Written instruction ▸ Send back the entries below exactly as they appear.

··· Records to process ···

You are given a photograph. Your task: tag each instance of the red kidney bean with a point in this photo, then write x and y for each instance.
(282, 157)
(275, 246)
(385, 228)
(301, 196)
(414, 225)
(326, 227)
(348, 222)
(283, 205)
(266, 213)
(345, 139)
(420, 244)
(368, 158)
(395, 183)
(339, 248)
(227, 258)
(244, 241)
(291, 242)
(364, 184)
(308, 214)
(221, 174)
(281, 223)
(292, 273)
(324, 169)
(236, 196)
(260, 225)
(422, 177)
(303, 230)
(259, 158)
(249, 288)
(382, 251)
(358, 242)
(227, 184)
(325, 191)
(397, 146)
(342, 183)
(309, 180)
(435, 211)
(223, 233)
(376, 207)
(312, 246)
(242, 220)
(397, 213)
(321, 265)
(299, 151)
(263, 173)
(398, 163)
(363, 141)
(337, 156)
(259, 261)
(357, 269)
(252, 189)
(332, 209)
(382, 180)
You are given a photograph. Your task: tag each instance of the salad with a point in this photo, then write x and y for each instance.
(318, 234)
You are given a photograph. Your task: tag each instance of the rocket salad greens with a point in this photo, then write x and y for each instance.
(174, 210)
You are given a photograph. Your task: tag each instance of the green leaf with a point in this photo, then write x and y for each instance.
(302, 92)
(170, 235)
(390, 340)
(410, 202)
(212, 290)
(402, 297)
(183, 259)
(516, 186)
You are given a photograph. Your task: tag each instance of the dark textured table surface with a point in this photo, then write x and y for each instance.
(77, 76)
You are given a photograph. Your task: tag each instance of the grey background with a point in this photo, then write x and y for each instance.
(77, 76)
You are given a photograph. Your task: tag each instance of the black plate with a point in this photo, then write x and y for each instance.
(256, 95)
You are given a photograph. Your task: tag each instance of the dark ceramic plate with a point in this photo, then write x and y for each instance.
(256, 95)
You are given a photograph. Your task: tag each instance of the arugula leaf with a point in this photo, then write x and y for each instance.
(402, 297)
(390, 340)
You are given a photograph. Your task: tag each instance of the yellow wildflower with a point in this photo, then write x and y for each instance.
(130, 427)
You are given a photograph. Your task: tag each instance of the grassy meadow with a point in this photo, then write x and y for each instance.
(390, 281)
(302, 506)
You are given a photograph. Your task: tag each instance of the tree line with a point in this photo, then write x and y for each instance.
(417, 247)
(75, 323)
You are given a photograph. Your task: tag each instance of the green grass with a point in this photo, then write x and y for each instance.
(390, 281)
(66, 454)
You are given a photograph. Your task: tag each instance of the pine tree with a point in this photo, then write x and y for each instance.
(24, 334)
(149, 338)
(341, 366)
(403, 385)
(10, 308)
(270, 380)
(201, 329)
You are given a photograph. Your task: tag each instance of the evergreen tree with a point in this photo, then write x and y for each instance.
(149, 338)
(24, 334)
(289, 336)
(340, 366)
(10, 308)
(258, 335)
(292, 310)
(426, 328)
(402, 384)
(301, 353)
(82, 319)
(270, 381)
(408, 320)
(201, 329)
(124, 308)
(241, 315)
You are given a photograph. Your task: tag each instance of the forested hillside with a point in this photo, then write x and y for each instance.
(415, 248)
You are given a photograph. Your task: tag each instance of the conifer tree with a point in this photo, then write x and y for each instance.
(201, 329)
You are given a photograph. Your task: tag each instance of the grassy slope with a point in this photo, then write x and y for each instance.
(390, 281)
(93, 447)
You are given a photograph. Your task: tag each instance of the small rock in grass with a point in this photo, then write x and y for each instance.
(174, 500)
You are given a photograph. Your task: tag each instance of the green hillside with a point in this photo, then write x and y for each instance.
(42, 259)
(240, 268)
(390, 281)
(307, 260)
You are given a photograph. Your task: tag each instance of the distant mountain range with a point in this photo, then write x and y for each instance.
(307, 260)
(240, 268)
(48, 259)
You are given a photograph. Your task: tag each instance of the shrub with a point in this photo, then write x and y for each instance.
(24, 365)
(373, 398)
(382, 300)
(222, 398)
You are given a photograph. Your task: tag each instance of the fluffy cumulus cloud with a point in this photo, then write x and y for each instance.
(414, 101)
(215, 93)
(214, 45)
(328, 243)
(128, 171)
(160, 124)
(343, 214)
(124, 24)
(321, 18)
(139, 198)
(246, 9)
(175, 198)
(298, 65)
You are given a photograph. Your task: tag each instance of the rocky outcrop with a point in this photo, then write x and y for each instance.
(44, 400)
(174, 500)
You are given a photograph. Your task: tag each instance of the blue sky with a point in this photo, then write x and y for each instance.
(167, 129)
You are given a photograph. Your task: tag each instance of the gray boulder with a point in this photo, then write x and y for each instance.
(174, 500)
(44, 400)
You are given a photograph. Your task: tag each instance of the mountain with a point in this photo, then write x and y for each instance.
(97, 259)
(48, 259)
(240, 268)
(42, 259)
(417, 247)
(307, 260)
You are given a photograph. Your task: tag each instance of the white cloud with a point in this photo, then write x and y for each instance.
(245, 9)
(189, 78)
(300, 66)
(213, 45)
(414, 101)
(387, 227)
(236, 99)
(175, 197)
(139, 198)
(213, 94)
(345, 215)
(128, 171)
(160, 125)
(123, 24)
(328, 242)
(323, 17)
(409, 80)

···

Solution for this task ▸
You are given a photograph. Your task: tag each instance of the red kidney bean with a point in this photo, then write x and y for each instance.
(282, 157)
(275, 246)
(385, 228)
(301, 196)
(414, 225)
(326, 227)
(348, 222)
(283, 205)
(266, 213)
(345, 139)
(420, 244)
(368, 158)
(395, 183)
(339, 248)
(227, 258)
(244, 241)
(291, 242)
(364, 184)
(308, 214)
(221, 174)
(281, 223)
(292, 273)
(324, 169)
(236, 196)
(260, 225)
(422, 177)
(303, 230)
(259, 158)
(249, 288)
(382, 251)
(358, 242)
(227, 184)
(325, 191)
(397, 146)
(342, 183)
(309, 180)
(435, 211)
(223, 233)
(376, 207)
(312, 246)
(242, 220)
(397, 213)
(321, 265)
(299, 151)
(263, 173)
(398, 163)
(363, 141)
(337, 156)
(259, 261)
(357, 269)
(252, 189)
(332, 209)
(382, 180)
You are given a photograph. Your task: tag each instance of the salad with a point in this photo, then write x and y for each instance.
(318, 234)
You are given a photograph. Your task: tag each instance of the rocket salad greens with a point in this photo, then write x and y for each instance.
(174, 210)
You are given a photograph. Your task: tag each instance of the green leaf with a point in this photo, then write x and y for each instance.
(302, 92)
(170, 235)
(390, 340)
(410, 202)
(212, 290)
(402, 297)
(183, 259)
(516, 186)
You are given a photograph. Your task: tag each instance of the dark textured table surface with a point in this photo, then write x and y for each instance.
(77, 76)
You are given a photograph. Your task: tag each instance of the grey background with a point in this photo, then write x and y for each instance.
(77, 76)
You are given a photograph. Your task: tag each instance of the black plate with a point in this photo, then write x and y for each instance.
(256, 95)
You are given a photograph. Your task: tag each instance of the dark ceramic plate with a point in this photo, then write x and y for each instance.
(256, 95)
You are given a photograph. Your task: tag each instance of the arugula leaf with a point in this photo, then write x and y for each instance.
(402, 297)
(390, 340)
You are given a photograph. Your task: tag each instance of the yellow wildflower with a point in this photo, then write x and y for each instance.
(130, 427)
You are given a photograph. Your task: tag each instance of the grassy meadow with a point in this photo, then write x and y for each instance.
(390, 281)
(302, 506)
You are given a photograph. Your task: tag each instance of the tree line with a point in this photo, then write x and y for each instance.
(417, 247)
(75, 323)
You are given a photograph. Your task: tag each instance of the green grass with a point in this photo, then write x and y for each instance.
(390, 281)
(66, 454)
You are given a photograph. Your task: tag each instance of the pine tree with a point in this photo, then write x and y for each instance.
(24, 334)
(149, 338)
(341, 366)
(403, 385)
(10, 308)
(270, 380)
(201, 329)
You are given a photograph. Your task: tag each instance of the evergreen tree with a point in this photo, then write x and y for each instance.
(149, 338)
(24, 334)
(289, 336)
(340, 366)
(10, 308)
(258, 335)
(292, 310)
(426, 328)
(402, 384)
(301, 353)
(82, 319)
(270, 381)
(408, 320)
(201, 329)
(124, 308)
(241, 315)
You are given a photograph. Your task: tag each instance of the forested hillside with a point in this photo, then write x and y for each instance.
(415, 248)
You are given a photograph. Your task: tag each instance of the conifer tree with a point in this photo, then write x and y for each instance.
(201, 329)
You are given a photograph. Your task: tag each instance of the grassy slope with a point in this photo, then write x and y for each instance.
(390, 281)
(93, 447)
You are given a photograph. Your task: tag each instance of the small rock in grass with a point in this photo, then write x and y for each instance.
(174, 500)
You are given a photograph. Your task: tag each instance of the green hillside with a point in this photo, then write x and y for each instance.
(42, 259)
(240, 268)
(390, 281)
(307, 260)
You are given a photograph. Your task: tag each instance of the distant mountain range with a point in this photo, then write x and y for each instance.
(307, 260)
(240, 268)
(48, 259)
You are given a photograph. Your task: tag each instance of the shrub with a point in this photo, then write x and y for each instance.
(24, 365)
(373, 398)
(382, 300)
(222, 398)
You are given a photograph. Your task: tag each instance of the fluffy cumulus cloud with a point in this photo, then write x and y for each instance.
(414, 101)
(215, 93)
(214, 45)
(328, 243)
(128, 171)
(160, 124)
(343, 214)
(124, 24)
(321, 18)
(139, 198)
(246, 9)
(175, 198)
(298, 65)
You are given a photograph. Your task: tag each instance of the rocky outcrop with a point in this photo, then write x and y for each instance.
(44, 400)
(174, 500)
You are given a photograph. Your task: tag each instance of the blue sky with a point in this photo, then write x and y for each instance.
(167, 129)
You are given a photograph. Your task: tag each instance of the gray boulder with a point in this photo, then write x and y for each instance.
(174, 500)
(44, 400)
You are given a photograph. Your task: tag each instance of the mountain with a point in this photo, then write x and y for each instance.
(97, 259)
(48, 259)
(240, 268)
(42, 259)
(417, 247)
(307, 260)
You are given a photograph. Your task: tag each instance of the white cloud with a point in this photo, then write x and y for each instance.
(245, 9)
(189, 78)
(300, 66)
(213, 45)
(414, 101)
(387, 227)
(236, 99)
(175, 197)
(139, 198)
(213, 94)
(345, 215)
(128, 171)
(160, 125)
(123, 24)
(328, 242)
(323, 17)
(409, 80)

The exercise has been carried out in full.